Accounts of workers among newly released Las Vegas shooting records
Updated May 24, 2018 - 12:52 am
She stood in the food truck on the Route 91 Harvest Festival grounds, chopping vegetables for kebabs. That night, the three-day festival would be over, and she’d finally have a chance to relax.
The woman, like most at the concert, thought of fireworks when she first heard the infamous popping the night of Oct. 1.
Unlike most at the Mandalay Bay festival grounds that night, the woman was one of several who worked at or near the concert that night who later shared their stories in Spanish or English with Las Vegas police. Their stories were among the witness statements and other records released Wednesday by police.
The food truck worker compared the festival with the Fourth of July until she peered through a window and found a blank sky.
The sound intensified, the woman said. It sounded like shrapnel.
“They’re shooting at us! They’re shooting at us!” she screamed to her co-workers, according to the account, which was written in Spanish. She took refuge in a cabinet before deciding to flee. She ran, then returned for her phone.
“If something happened to me,” she wrote, “I could say goodbye to my family.”
Dates on the accounts range from a few hours after the incident, to days after. Along with statements filed at police stations, some were faxed in with the help of Bilingual Behavioral Services, one of few counseling groups to offer mental health treatment in languages other than English.

• _Material provided_
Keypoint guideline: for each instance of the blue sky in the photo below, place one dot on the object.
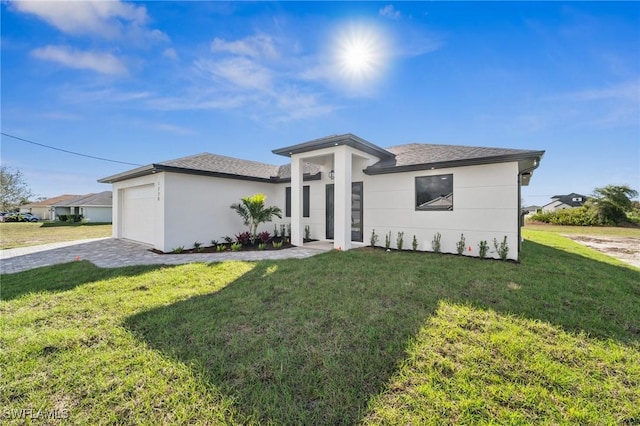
(146, 82)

• _Task description_
Continue the article about the Las Vegas shooting records, picking up after its final sentence. The data has no connection to the article.

• _Response area_
The agency helped witnesses file police statements with the hope it would help shooting survivors get access to funds through the Nevada Victims of Crime Program for medical and mental health expenses, said clinical director and founder Ingrid Sanchez. The company took a loss after Oct. 1, she said, due to uncompensated care.
Of Bilingual Behavioral Services’ 32 providers, six or seven speak Spanish, Sanchez said.
“What I saw in the people that were working was most of them felt a responsibility to protect the people that were there enjoying themselves,” Sanchez said.
One man who was working the night of the shooting helped pile wounded people into trucks and on gurneys. Others hid in bathrooms or elevators or strangers’ hotel rooms.
The woman working inside the food truck made it home alive but riddled with traumatic images of blood, screams and death.
“In the days since, I’ve cried,” she wrote in her witness statement. “I can’t eat well. I don’t have friends. I want to be good, for my children, but I’m depressed. I feel guilty because I only thought about myself. I feel I could’ve done more to help, but I was too scared and now I am full of remorse.”
She lived. Others weren’t so lucky.
After helping wounded people into trucks, the man returned to the Tropicana, where he’d been hiding, in hopes of finding his friend. While on the hunt, he found two cellphones.
A man called looking for one, and the next day, they met. He hugged the worker tight, the worker wrote in Spanish. The man cried with so much emotion, it brought the worker to tears.
A girl accompanied the man who was picking up the cellphone.
“Who was the owner?” the worker asked her.
The man’s sister, she answered. She’d died.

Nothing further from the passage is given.